- [YOUR ASSIGNMENT] Give back word for word every line from the one that includes "Target: small boat on horizon" through the last line of the listing, and nothing besides.

┌──

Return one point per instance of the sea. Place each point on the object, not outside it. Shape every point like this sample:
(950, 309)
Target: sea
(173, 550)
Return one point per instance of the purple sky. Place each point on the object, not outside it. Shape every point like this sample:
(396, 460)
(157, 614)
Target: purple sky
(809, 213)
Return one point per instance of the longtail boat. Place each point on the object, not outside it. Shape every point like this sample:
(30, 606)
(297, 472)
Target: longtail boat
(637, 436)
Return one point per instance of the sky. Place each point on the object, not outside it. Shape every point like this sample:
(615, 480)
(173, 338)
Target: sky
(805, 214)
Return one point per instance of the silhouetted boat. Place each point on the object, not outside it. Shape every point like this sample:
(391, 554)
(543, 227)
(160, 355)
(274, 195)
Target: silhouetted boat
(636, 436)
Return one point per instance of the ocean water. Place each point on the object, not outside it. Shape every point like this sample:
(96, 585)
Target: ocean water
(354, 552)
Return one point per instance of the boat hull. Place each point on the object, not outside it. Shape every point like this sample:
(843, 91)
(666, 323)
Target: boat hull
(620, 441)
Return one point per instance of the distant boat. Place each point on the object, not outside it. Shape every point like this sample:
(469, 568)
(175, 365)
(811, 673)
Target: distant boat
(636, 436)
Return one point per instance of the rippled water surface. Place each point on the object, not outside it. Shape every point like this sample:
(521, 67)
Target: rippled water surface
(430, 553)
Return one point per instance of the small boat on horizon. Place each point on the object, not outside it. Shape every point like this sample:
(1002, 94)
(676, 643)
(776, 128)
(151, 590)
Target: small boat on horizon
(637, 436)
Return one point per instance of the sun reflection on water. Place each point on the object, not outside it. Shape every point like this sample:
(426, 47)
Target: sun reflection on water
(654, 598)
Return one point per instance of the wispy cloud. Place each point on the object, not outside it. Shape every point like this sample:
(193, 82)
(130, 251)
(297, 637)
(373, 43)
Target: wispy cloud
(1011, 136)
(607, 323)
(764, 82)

└──

- [TASK SOLUTION]
Target: small boat on horizon
(637, 436)
Return one point per instance of the sun reflection on water. Place each point on the object, not outside it. Shape every point like this sample:
(426, 47)
Target: sun reflection on water
(654, 598)
Return one point per instance of the wispy cloud. Place each point on the object, not outside it. Shape every point like this sample:
(193, 82)
(130, 251)
(297, 637)
(373, 43)
Target: wispy cloud
(1011, 136)
(607, 323)
(764, 82)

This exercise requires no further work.